INPUT MATERIAL
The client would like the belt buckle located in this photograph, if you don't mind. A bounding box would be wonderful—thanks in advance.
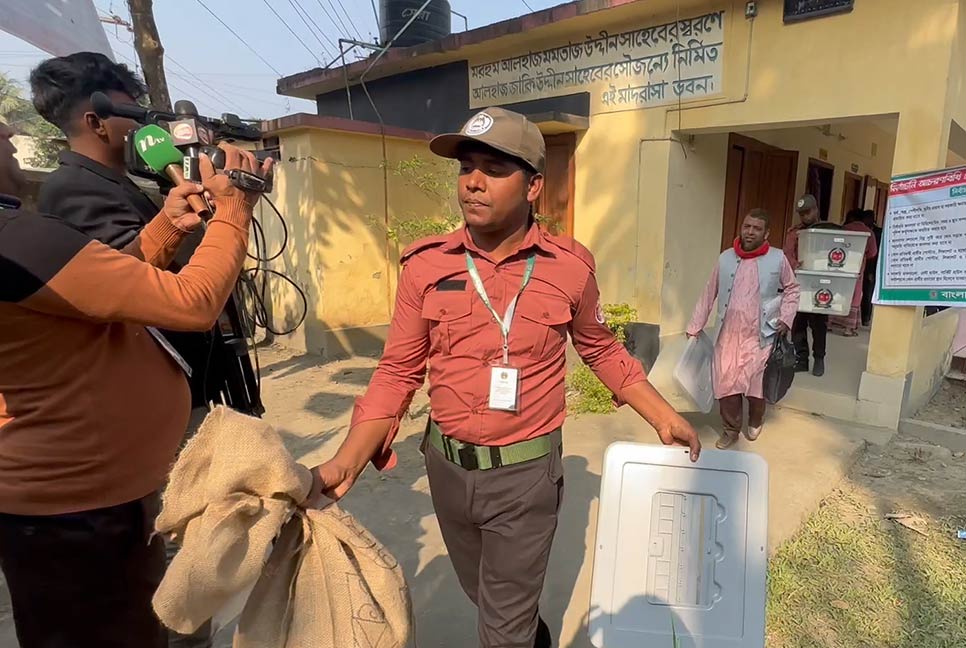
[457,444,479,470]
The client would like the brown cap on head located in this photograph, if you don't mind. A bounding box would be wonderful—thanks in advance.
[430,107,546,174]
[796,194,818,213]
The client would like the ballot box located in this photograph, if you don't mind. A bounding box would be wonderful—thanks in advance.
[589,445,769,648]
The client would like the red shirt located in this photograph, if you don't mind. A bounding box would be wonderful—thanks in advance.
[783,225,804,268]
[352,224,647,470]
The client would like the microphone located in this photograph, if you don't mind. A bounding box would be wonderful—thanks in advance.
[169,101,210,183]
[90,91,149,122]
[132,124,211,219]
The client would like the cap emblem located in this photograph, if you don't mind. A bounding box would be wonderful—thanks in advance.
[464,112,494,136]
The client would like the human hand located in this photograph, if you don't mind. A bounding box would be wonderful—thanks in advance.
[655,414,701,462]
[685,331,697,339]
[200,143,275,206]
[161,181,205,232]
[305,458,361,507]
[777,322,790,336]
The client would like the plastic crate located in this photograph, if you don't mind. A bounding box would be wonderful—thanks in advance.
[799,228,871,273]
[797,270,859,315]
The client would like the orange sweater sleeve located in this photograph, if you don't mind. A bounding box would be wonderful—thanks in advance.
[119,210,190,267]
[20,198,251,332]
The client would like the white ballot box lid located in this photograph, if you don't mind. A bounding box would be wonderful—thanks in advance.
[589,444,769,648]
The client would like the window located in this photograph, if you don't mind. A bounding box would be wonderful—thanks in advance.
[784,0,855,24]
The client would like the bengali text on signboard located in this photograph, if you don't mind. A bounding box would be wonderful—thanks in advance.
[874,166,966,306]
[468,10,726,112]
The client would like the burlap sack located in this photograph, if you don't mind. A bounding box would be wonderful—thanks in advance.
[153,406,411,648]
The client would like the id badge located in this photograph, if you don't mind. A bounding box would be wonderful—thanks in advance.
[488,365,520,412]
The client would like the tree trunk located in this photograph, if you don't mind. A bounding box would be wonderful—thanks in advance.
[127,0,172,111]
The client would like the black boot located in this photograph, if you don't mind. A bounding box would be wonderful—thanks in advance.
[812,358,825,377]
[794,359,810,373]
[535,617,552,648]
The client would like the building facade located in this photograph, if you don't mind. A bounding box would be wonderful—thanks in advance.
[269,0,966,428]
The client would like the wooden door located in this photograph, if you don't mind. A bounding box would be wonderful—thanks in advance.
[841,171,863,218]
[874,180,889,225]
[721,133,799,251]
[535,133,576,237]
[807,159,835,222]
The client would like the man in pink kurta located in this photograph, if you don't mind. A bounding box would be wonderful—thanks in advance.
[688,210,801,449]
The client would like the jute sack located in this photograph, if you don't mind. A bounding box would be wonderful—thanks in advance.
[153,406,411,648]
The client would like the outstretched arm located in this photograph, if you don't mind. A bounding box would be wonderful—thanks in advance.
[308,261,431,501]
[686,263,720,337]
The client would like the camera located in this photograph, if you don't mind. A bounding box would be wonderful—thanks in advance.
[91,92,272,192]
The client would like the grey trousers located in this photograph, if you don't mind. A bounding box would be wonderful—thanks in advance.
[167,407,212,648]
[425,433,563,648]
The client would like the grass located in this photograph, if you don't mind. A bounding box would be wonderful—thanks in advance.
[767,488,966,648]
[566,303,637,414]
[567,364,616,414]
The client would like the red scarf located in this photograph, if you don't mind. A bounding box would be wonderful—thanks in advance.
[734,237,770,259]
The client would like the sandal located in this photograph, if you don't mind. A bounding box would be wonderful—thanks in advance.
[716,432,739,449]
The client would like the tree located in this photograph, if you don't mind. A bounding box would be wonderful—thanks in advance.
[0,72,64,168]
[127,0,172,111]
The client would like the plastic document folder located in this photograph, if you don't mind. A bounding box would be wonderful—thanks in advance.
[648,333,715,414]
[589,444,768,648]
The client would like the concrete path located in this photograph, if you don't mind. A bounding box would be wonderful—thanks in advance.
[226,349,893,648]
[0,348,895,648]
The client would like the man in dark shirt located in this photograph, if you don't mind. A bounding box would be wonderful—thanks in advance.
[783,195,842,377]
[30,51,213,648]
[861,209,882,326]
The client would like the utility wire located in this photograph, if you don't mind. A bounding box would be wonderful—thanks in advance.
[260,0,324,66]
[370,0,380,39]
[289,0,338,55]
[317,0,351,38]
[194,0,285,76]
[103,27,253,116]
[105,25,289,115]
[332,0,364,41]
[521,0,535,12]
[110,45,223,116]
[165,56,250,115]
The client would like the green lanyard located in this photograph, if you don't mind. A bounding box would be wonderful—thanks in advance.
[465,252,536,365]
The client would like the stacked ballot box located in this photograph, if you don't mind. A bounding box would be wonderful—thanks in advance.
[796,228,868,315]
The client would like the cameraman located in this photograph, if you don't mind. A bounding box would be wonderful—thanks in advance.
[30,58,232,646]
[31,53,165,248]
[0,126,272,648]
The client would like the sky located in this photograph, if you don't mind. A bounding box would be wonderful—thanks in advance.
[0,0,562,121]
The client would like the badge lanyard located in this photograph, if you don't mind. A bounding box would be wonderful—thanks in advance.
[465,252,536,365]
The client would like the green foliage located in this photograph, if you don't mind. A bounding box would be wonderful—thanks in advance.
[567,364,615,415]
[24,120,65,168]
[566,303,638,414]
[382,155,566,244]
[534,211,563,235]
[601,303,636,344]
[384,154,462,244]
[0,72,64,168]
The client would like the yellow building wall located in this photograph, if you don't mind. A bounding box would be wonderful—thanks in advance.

TASK DESCRIPTION
Would you output the data exactly, without any of its images?

FINAL ANSWER
The client would like the belt buckle located in this photograph, if you don't mind. A bounding box would be wonderful—thanks in advance.
[457,444,479,470]
The client would like the brown cap on head located in this photograph, if you don't mind. A bounding box would be wonderful—thanks in advance.
[430,107,546,174]
[796,194,818,213]
The client would like the ballot box located in this photograph, if you don't mind. A bounding box would be wonderful—thanks in advance.
[589,445,769,648]
The client would like the red shirt located in this photograph, if you don't mind. A bounding box would be wonderful—thanks in advance.
[783,225,804,268]
[352,224,647,470]
The client would like the microphone located in this photograph, if you don't mind. A bounding box would be wonderful—thanks in advance.
[169,101,210,183]
[90,91,149,122]
[132,124,211,219]
The client would like the cap emblem located in this photograph, if you don't mind. A bounding box would be wonderful—thanks in advance.
[464,112,494,136]
The client would like the human hand located in this photograph, if you don't mind. A bounding box would be wonderful—thanks in advance.
[655,414,701,462]
[685,331,697,339]
[200,143,275,206]
[161,181,205,232]
[305,458,361,507]
[777,322,790,336]
The client would like the plastic crate located in this photograph, if you don't mind. A bounding box would be wonderful—thanks in advance.
[799,228,871,273]
[797,270,859,315]
The client would like the orange sweater sleeve located in this photograph, if you don't mind. A bounding box would be wonderful—thanks in advance.
[119,210,190,267]
[20,198,251,332]
The client would like the white ballot box lid located in this photograph, if you don't mind. A bounding box would be wonderful—thanks in advance.
[589,444,769,648]
The client would like the window located in this photograph, if you don't mind. A bounding box would be wonderful—thanks in advance.
[784,0,855,24]
The client would like the bengali text on signboard located in this photograph, if you don't mind. A bounding box would be wonderful—thanks in advance.
[874,166,966,306]
[468,10,726,112]
The client would like the burlap sack located in this photograph, if you don't mind. A bounding box would be wonderful—thanks in advance.
[153,406,411,648]
The client would like the id badge located in this photograph, if you don't mind. A bounding box would be wonderful—thanks in advance.
[488,365,520,412]
The client would like the tree trunk located in this photograph, if you don't mind. A bounding box would be wonderful—thanks in advance.
[127,0,172,111]
The client would like the black boot located in this photograph, if you don't mind. A bounding box would be wonderful—thanks in advance.
[812,358,825,377]
[794,359,810,373]
[535,617,552,648]
The client would like the building facade located in this photograph, if you don't mind. A bounding box would be wonderful—thanks in advance.
[269,0,966,428]
The client would like the wooden door located in this photograph, if you don't mind. A bounding box would be wonderful—thanks in advance.
[841,171,863,218]
[874,180,889,225]
[721,133,799,251]
[535,133,576,237]
[807,159,835,222]
The client would like the man in pink kurta located in this photograph, if you don't mind. A bounding box would be wonderful—thanks in advance.
[688,210,801,449]
The client would like the jute sack located in this photograph, if you don't mind. A bounding box would be wonderful—thanks in advance.
[153,406,411,648]
The client would like the outstretched arm located in this photograph, if you don't mind. A bounding box would be wonderful—thanks in advance.
[308,261,431,501]
[686,263,720,337]
The client would like the camera located in this photograph, if you don't mind. A bounding box would be wonderful—thanks in advance.
[91,92,272,192]
The client would like the grey trousers located in this photograph, if you don't mind. A bounding box would be wonderful—thanks in advance.
[167,407,212,648]
[425,433,563,648]
The client would like the grass located in this photograph, if you don't mind. A bounding box would be wonderful—thanks in advance.
[767,488,966,648]
[566,303,637,414]
[567,364,616,414]
The client would like the red scarf located in this photograph, if you don't mind. A bounding box would be wonderful—thanks in advance.
[734,237,770,259]
The client would like the sandal located in this photograph, if you don't mind. A bounding box would be wonderful—thanks in advance.
[716,432,739,449]
The client would like the tree located in this photograph, if you don't mind. A bounding box would be wonderful—thanks in advance.
[0,72,64,168]
[127,0,172,111]
The client would like the plastic document folder located in this photograph, if you don't mind. A bounding box would be wonderful—thanks in advance.
[648,333,715,414]
[589,444,768,648]
The client would like the concrete path located in this photograph, if you don't mind. A bounding box would be wonderful—thanks in advance.
[226,349,893,648]
[0,348,895,648]
The client would like the man in dark shirt located in this photograph, if you don't mind. A bounding box would be wonderful—thanks in advance.
[783,195,842,377]
[30,51,213,648]
[861,209,882,326]
The client would like the utility wire located in this photograph, if you don't mind. A bounding box would be wonderful—thanks in advance.
[260,0,324,66]
[370,0,380,39]
[289,0,338,55]
[317,0,351,38]
[194,0,285,76]
[103,27,253,116]
[105,25,289,115]
[332,0,364,41]
[521,0,535,12]
[110,45,223,116]
[165,56,250,115]
The client would like the green lanyard located in this photograph, if you don't mind. A bounding box would be wonderful—thanks in advance.
[465,252,536,365]
The client would like the stacked ballot box located in this photograph, if you don't mind. A bounding box would be wonderful—thanks in advance.
[796,228,868,315]
The client would like the cameraman located in this photograph, if you don't mind. A bounding box would be wonderful—thanks in advance.
[30,58,232,646]
[31,53,165,248]
[0,126,272,648]
The client would like the sky located in this photograph, if you don't mind. A bounding box would be wonderful—thanks in advance.
[0,0,562,121]
The client would like the badge lanyard located in this photograph, if you don't mind. A bounding box would be wonderful—thanks in advance.
[465,252,536,365]
The client would like the green foliage located in this photograph, if you don't mind. A bounding box would be wonderful—thanks in advance.
[567,364,615,415]
[24,120,65,168]
[566,303,638,414]
[382,155,566,244]
[534,211,563,235]
[601,303,636,344]
[384,154,462,244]
[0,72,64,168]
The client would like the yellow building wall located in this photograph, if you don't mind. A bounding box would be wonderful—thanks in advance.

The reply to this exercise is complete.